Material for this task:

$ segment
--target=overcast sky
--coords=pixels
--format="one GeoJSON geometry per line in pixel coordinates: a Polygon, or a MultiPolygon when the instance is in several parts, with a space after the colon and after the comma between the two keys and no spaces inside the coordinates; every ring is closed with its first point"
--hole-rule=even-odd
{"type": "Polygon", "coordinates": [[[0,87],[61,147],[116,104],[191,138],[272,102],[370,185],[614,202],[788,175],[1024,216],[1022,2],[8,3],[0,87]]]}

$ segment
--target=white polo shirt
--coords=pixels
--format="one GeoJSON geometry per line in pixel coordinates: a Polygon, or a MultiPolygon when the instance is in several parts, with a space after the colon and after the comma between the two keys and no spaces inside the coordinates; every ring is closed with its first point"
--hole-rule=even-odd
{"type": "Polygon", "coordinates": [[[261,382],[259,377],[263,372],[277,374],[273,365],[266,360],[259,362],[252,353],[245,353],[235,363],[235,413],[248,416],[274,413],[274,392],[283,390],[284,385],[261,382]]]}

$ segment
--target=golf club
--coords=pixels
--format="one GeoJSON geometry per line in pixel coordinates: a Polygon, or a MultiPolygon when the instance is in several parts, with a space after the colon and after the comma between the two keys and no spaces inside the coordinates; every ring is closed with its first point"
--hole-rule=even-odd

Aim of the exercise:
The records above need to be retyped in full, exactly as they stand.

Task answer:
$ segment
--target=overcast sky
--coords=pixels
--format="one GeoJSON geometry per line in pixel coordinates: a Polygon, or a MultiPolygon when the instance is in several parts, with a space after the colon and after the comma between the two keys and no spaces inside the coordinates; every ring is closed with its first point"
--hole-rule=even-odd
{"type": "Polygon", "coordinates": [[[0,87],[61,147],[116,104],[191,138],[272,102],[370,185],[614,202],[788,175],[1024,216],[1022,2],[8,3],[0,87]]]}

$ segment
--target=white polo shirt
--coords=pixels
--format="one GeoJSON geometry per line in pixel coordinates: a Polygon, or a MultiPolygon when the instance is in several parts, with a space after the colon and after the comma between the two keys and no spaces inside the coordinates; every ring is closed with its first point"
--hole-rule=even-odd
{"type": "Polygon", "coordinates": [[[261,382],[259,377],[263,372],[277,374],[273,365],[266,360],[259,362],[252,353],[245,353],[235,363],[235,413],[248,416],[274,413],[274,392],[283,390],[284,385],[261,382]]]}

$ segment
--target=golf club
--coords=pixels
--format="one GeoJSON geometry per line in pixel coordinates: a Polygon, or a MultiPolygon when the instance is in several parts, with a space after the colon and after the comma between the two keys and no spaces inside the coordinates; every ring is closed with its first point"
--hole-rule=even-odd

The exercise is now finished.